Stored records
--*--

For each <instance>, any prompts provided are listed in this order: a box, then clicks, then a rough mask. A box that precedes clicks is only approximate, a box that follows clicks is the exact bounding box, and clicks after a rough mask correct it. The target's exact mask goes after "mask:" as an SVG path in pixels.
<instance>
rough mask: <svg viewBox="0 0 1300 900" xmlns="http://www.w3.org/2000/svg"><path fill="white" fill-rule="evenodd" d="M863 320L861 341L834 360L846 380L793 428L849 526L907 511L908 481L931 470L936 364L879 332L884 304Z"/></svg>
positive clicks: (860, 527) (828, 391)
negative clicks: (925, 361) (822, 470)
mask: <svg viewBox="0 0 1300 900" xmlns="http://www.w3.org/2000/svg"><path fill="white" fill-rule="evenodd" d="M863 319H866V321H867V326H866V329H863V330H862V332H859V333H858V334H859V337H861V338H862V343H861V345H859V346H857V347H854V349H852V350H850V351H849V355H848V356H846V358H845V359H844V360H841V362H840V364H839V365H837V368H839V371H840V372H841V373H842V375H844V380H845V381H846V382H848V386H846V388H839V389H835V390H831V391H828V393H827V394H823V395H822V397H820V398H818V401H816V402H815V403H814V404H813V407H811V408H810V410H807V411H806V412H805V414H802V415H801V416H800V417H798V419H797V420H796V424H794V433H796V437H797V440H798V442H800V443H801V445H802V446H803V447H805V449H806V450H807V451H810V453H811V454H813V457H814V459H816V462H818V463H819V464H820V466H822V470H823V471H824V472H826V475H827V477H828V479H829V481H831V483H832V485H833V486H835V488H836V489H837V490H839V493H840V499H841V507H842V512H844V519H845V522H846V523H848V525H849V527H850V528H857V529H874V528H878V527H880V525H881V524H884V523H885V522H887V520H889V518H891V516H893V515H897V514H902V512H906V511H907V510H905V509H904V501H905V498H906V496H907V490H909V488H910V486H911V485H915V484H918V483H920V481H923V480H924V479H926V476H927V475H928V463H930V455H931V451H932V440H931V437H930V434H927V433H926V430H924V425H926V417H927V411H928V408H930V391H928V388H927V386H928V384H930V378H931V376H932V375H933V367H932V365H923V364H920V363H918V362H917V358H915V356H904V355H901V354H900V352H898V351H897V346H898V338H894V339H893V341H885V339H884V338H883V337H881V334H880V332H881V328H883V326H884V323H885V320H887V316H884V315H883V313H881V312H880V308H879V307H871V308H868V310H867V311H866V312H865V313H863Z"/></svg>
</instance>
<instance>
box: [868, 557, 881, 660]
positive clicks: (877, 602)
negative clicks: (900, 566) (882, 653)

--*--

__Problem statement__.
Lay out each line of the items above as a Markdown table with two columns, Row and Text. Number the rows in order and leave out blank lines.

__Output below__.
| Row | Text |
|---|---|
| 1 | For each <instance>, any prompts provided are listed in this order: a box, then clicks, then a rough mask. A box that precedes clicks is only approximate, a box that follows clicks is the exact bounding box, and clicks after a rough mask correct it. The target's exact mask goes after "mask:" as an SVG path in pixels. |
| 2 | <instance> |
| 3 | rough mask: <svg viewBox="0 0 1300 900" xmlns="http://www.w3.org/2000/svg"><path fill="white" fill-rule="evenodd" d="M863 320L861 341L834 360L846 380L793 428L849 526L907 511L908 481L931 470L936 364L879 332L884 304Z"/></svg> |
| 4 | positive clicks: (860, 527) (828, 391) |
| 5 | negative clicks: (925, 361) (822, 470) |
| 6 | mask: <svg viewBox="0 0 1300 900" xmlns="http://www.w3.org/2000/svg"><path fill="white" fill-rule="evenodd" d="M863 319H866V321H867V326H866V329H863V330H862V332H859V333H858V334H859V337H861V338H862V343H861V345H859V346H857V347H854V349H852V350H850V351H849V355H848V356H846V358H845V359H844V360H841V362H840V364H839V365H837V368H839V371H840V372H841V373H842V375H844V380H845V381H846V382H848V386H846V388H839V389H835V390H831V391H828V393H827V394H823V395H822V397H820V398H818V401H816V402H815V403H814V404H813V407H811V408H810V410H807V411H806V412H805V414H802V415H801V416H800V417H798V419H797V420H796V424H794V433H796V437H797V440H798V442H800V443H801V445H802V446H803V447H805V449H806V450H807V451H810V453H811V454H813V457H814V459H816V462H818V463H819V464H820V466H822V470H823V471H824V472H826V475H827V477H828V479H829V481H831V483H832V485H833V486H835V488H836V489H837V490H839V493H840V499H841V507H842V512H844V519H845V522H846V523H848V525H849V527H850V528H857V529H874V528H878V527H880V525H881V524H884V523H885V522H887V520H889V518H891V516H893V515H897V514H902V512H906V511H907V510H905V509H904V501H905V498H906V496H907V490H909V488H910V486H911V485H915V484H918V483H920V481H923V480H924V479H926V476H927V475H928V463H930V455H931V451H932V440H931V437H930V434H927V433H926V430H924V425H926V417H927V411H928V408H930V391H928V388H927V386H928V384H930V378H931V376H932V375H933V367H932V365H923V364H920V363H918V362H917V358H915V356H904V355H901V354H900V352H898V351H897V346H898V338H894V339H893V341H885V339H884V338H883V337H881V334H880V332H881V328H883V326H884V323H885V320H887V316H884V315H883V313H881V312H880V308H879V307H871V308H868V310H867V311H866V312H865V313H863Z"/></svg> |
| 7 | </instance> |
| 8 | <instance> |
| 9 | box: [868, 557, 881, 660] |
| 10 | positive clicks: (877, 602) |
| 11 | negative clicks: (900, 566) (882, 653) |